=== RECORDS TO USE ===
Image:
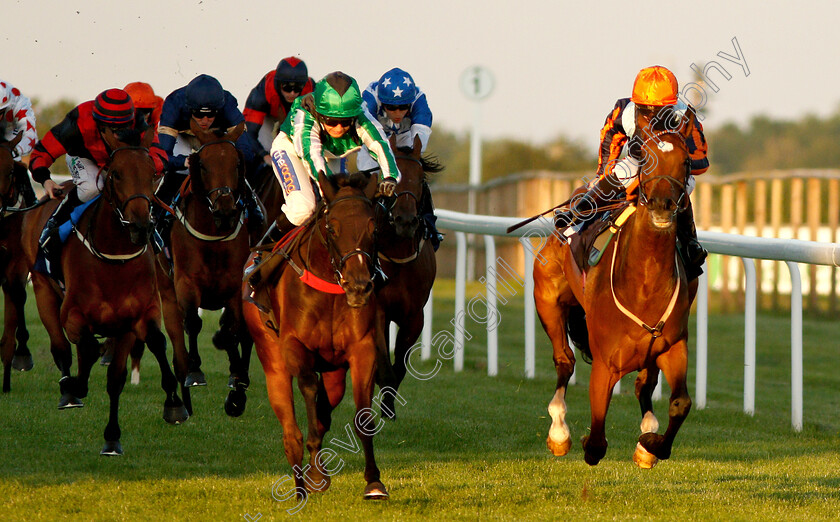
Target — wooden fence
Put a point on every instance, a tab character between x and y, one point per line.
801	204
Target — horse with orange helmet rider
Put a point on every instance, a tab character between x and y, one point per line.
654	106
===
● **EXERCISE DESCRIPTION**
Return all of the records above word for word, leaving out the pictures.

● **TASK ANSWER**
Image:
Target — wooden fence
Put a point on every instance, a tab character between x and y, one point per line.
801	204
Target — horse with orange helmet rider
Put a point on every instance, a tab character between x and y, one point per line.
654	106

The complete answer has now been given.